= Extracted data =
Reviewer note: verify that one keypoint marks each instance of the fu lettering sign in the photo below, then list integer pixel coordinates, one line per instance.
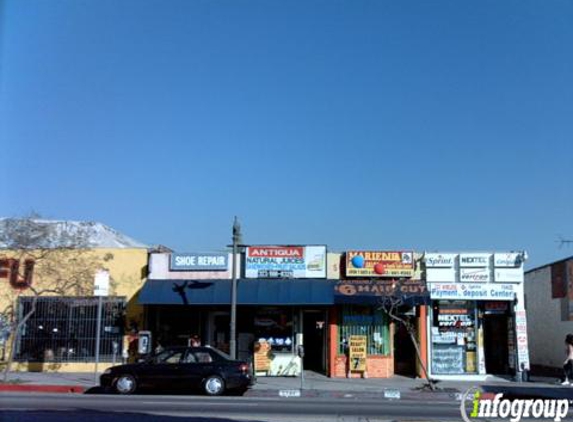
(357, 353)
(19, 274)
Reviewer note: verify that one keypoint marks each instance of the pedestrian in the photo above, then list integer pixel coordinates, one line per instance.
(568, 364)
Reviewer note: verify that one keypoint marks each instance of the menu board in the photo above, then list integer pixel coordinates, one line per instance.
(447, 359)
(357, 353)
(262, 356)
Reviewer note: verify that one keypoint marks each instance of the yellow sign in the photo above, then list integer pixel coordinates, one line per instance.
(262, 356)
(357, 353)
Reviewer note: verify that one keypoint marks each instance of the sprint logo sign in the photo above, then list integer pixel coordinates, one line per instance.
(485, 406)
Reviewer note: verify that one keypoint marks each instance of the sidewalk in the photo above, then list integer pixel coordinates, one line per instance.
(314, 385)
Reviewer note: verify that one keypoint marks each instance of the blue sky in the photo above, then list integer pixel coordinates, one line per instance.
(441, 125)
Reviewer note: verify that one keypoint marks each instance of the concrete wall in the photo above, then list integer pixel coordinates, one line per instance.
(546, 331)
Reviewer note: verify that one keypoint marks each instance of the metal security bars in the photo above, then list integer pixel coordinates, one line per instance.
(365, 321)
(63, 329)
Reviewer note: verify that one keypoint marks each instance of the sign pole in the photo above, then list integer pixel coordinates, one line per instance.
(101, 288)
(98, 330)
(233, 327)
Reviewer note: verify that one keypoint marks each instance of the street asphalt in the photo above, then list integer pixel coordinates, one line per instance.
(313, 385)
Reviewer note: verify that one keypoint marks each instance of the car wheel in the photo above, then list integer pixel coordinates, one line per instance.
(214, 385)
(125, 384)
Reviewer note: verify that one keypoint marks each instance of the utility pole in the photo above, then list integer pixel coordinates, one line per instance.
(237, 240)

= Task description =
Render the lines of the entries as a Markdown table with columns Row and Line, starting at the line containing "of the sign" and running through the last line of the entries, both ends included. Omit blank lines.

= Solution to the problem =
| Row | Line |
|---|---|
| 1 | Reviewer note: verify that one keypoint marks each instance of the sign pole in the photo above, then list integer pixel coordinates, one line per instance. |
| 2 | (101, 288) |
| 3 | (98, 330) |
| 4 | (233, 327) |
| 5 | Reviewer note: verify that one keypoint marks each instance of the street asphalt in the photo above, then list integer pixel coordinates, one line per instance. |
| 6 | (313, 385) |
| 7 | Reviewer note: verify that one keypoint marks each instance of the car wheel in the photo above, then list integer pixel coordinates, one line per instance. |
| 8 | (214, 385) |
| 9 | (125, 384) |
| 10 | Reviewer note: verify that one keypoint marks each instance of the utility pole in the photo above, then list integer pixel coordinates, one line per instance. |
| 11 | (237, 240) |